* **Requirement**: Repeat every line of the material, character for character.

>> START Entries provided

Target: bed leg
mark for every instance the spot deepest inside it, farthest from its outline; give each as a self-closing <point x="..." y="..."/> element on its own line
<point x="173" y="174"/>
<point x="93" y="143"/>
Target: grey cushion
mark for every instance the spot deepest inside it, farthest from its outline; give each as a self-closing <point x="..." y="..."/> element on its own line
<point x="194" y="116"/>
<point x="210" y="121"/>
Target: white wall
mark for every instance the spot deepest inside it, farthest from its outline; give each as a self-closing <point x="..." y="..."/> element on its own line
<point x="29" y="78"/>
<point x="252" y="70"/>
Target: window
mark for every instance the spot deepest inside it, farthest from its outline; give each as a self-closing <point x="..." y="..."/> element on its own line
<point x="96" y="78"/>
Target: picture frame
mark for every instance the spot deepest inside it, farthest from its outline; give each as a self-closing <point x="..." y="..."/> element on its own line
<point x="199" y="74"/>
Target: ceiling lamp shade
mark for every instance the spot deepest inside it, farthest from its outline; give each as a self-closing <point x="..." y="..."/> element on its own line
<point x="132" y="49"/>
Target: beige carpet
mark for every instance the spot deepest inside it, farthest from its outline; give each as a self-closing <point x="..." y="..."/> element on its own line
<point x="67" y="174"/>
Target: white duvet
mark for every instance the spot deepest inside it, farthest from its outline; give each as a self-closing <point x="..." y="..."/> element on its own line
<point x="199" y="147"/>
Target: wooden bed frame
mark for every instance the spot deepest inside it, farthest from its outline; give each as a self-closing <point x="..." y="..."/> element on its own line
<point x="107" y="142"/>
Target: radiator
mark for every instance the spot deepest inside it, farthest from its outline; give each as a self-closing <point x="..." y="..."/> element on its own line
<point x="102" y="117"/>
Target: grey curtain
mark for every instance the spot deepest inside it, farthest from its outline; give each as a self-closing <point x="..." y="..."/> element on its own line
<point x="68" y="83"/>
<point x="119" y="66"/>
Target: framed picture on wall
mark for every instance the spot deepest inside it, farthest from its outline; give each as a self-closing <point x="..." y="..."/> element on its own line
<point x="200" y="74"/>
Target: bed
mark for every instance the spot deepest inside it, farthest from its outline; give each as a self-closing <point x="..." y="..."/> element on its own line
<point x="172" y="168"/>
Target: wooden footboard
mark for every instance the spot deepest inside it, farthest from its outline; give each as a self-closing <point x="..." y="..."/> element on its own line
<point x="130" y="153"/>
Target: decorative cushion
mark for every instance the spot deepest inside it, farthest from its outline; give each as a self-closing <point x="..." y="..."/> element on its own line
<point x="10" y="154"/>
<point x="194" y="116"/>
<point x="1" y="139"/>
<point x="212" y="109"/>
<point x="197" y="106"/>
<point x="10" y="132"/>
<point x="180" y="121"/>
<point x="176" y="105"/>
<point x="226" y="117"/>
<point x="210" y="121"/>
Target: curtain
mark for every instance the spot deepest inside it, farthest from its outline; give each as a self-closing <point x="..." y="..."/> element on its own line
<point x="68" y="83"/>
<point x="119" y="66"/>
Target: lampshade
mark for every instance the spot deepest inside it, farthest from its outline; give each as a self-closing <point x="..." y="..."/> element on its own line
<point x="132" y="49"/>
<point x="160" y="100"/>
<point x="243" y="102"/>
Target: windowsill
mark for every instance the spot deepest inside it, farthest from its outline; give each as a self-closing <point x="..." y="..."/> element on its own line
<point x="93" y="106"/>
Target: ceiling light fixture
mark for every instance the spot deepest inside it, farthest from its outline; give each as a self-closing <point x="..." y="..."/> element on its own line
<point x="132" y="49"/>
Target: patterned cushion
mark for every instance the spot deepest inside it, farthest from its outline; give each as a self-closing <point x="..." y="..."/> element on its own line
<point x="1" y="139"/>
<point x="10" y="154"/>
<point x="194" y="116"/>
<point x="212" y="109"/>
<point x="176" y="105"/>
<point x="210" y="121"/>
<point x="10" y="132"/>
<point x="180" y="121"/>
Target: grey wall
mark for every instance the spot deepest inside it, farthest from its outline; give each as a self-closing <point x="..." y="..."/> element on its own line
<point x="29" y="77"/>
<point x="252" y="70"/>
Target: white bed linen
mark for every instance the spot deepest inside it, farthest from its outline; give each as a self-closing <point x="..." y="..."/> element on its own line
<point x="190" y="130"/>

>> END Entries provided

* **Task solution**:
Target: bed leg
mark for every instance the spot deepest inside it, farthest from its outline; give each as a self-closing <point x="..." y="..."/> element on its own line
<point x="173" y="174"/>
<point x="93" y="143"/>
Target: grey cushion
mark for every instance the spot deepest inside it, farthest from its outline; give each as a self-closing <point x="..." y="..."/> element on its own line
<point x="194" y="116"/>
<point x="210" y="121"/>
Target: white wall
mark for every instance the spot deepest inside it, farthest from its outline; give each as a self-closing <point x="..." y="..."/> element on its own line
<point x="29" y="78"/>
<point x="252" y="70"/>
Target: window
mark for every instance the spot deepest inside it, farthest from its outline; give each as a self-closing <point x="..." y="..."/> element on its own line
<point x="96" y="78"/>
Target: picture frame
mark for every instance the spot deepest inside it, farthest from its outline; give each as a self-closing <point x="..." y="..."/> element on its own line
<point x="199" y="74"/>
Target: ceiling lamp shade
mark for every instance the spot deepest inside it, farthest from its outline; give each as a self-closing <point x="..." y="..."/> element on its own line
<point x="132" y="49"/>
Target: beige carpet
mark for every instance the spot deepest inside it, farthest from its outline; give each as a self-closing <point x="..." y="..."/> element on its own line
<point x="67" y="174"/>
Target: white duvet
mark for every instance the spot deepest inside it, farthest from its outline; give each as a self-closing <point x="..." y="..."/> element on its own line
<point x="199" y="147"/>
Target: wooden bed frame
mark for every instance the spot deepest inside it, farthest from its outline; give each as a self-closing <point x="..." y="..."/> element on its own line
<point x="107" y="142"/>
Target: radiator
mark for every instance the spot deepest inside it, farthest from its outline; give each as a self-closing <point x="..." y="..."/> element on its own line
<point x="102" y="117"/>
Target: grey curtain
mark for every instance the spot deepest inside it, farthest from its outline; give each as a self-closing <point x="..." y="..."/> element on its own line
<point x="68" y="83"/>
<point x="119" y="66"/>
Target: framed picture on wall
mark for every instance the spot deepest inside it, farthest from its outline; give each as a self-closing <point x="..." y="..."/> element on its own line
<point x="200" y="74"/>
Target: bed
mark for every instance the spot deepest inside it, farthest from its outline; give each as a self-closing <point x="..." y="..."/> element on its own line
<point x="172" y="168"/>
Target: wooden footboard
mark for every instance the spot deepest inside it, farthest from its outline; give each as a self-closing <point x="..." y="..."/> element on its own line
<point x="130" y="153"/>
Target: decorative cushion
mark for every instance the spot deepest inside it, farthest from its outline; give each as a self-closing <point x="..." y="..."/> element on its own line
<point x="10" y="154"/>
<point x="194" y="116"/>
<point x="1" y="139"/>
<point x="212" y="109"/>
<point x="197" y="106"/>
<point x="10" y="132"/>
<point x="180" y="121"/>
<point x="176" y="105"/>
<point x="226" y="117"/>
<point x="210" y="121"/>
Target: curtain
mark for every instance the spot deepest inside it, farthest from its outline; give each as a self-closing <point x="..." y="..."/> element on its own line
<point x="68" y="83"/>
<point x="119" y="66"/>
Target: lampshade
mark for every instance the spot deepest inside it, farthest from its outline; give each as a self-closing <point x="..." y="..."/> element on its own line
<point x="132" y="49"/>
<point x="160" y="100"/>
<point x="243" y="102"/>
Target: windowsill
mark for every instance the spot deepest inside it, farthest from its outline; give each as a self-closing <point x="..." y="..."/> element on its own line
<point x="93" y="106"/>
Target: ceiling light fixture
mark for every instance the spot deepest inside it, farthest from its outline; give each as a self-closing <point x="..." y="..."/> element on its own line
<point x="132" y="49"/>
Target: patterned cushion
mark for every instance the spot deepest inside it, farthest from its outline; give each as a self-closing <point x="..." y="..."/> element on its own line
<point x="1" y="139"/>
<point x="10" y="154"/>
<point x="194" y="116"/>
<point x="212" y="109"/>
<point x="176" y="105"/>
<point x="210" y="121"/>
<point x="10" y="132"/>
<point x="180" y="121"/>
Target: grey wall
mark for every instance the spot deepest inside it, farthest from its outline; give each as a self-closing <point x="..." y="..."/> element on its own line
<point x="29" y="77"/>
<point x="252" y="70"/>
Target: white bed linen
mark for every instance the spot deepest inside it, farthest from its outline; give each as a self-closing <point x="..." y="..."/> element on its own line
<point x="190" y="130"/>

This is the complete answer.